> _EXERCISE REQUIREMENTS_
Write the listing out again, all of it, word for word.

***** RECORDED DATA *****

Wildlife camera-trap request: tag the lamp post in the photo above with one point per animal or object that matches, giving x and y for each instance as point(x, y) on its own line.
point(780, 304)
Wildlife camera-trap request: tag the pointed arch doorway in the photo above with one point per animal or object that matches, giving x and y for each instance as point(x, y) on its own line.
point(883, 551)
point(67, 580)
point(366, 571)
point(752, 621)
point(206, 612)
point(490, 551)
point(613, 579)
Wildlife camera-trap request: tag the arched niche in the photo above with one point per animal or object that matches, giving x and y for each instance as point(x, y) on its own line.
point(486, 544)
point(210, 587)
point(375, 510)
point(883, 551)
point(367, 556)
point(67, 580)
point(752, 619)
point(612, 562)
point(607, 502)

*****

> _SOLUTION_
Wildlife camera-trap request: tag the lamp post in the photo above with one point per animal or object that matches, giving x and y for each instance as point(x, y) on its own line.
point(780, 304)
Wildlife camera-trap request: tag the pointed arch doorway in the photo above with one point per animal or object that matches, giving x and y for each instance as point(x, y) on its own line.
point(883, 551)
point(67, 580)
point(366, 571)
point(752, 621)
point(206, 612)
point(490, 551)
point(613, 579)
Wildlife camera-trap request: tag the arched niche in the photo above with one point per animal or object that matches, giving x and y for each instance as point(x, y) on its own line.
point(486, 544)
point(210, 587)
point(375, 510)
point(883, 551)
point(367, 556)
point(67, 580)
point(752, 619)
point(612, 562)
point(607, 502)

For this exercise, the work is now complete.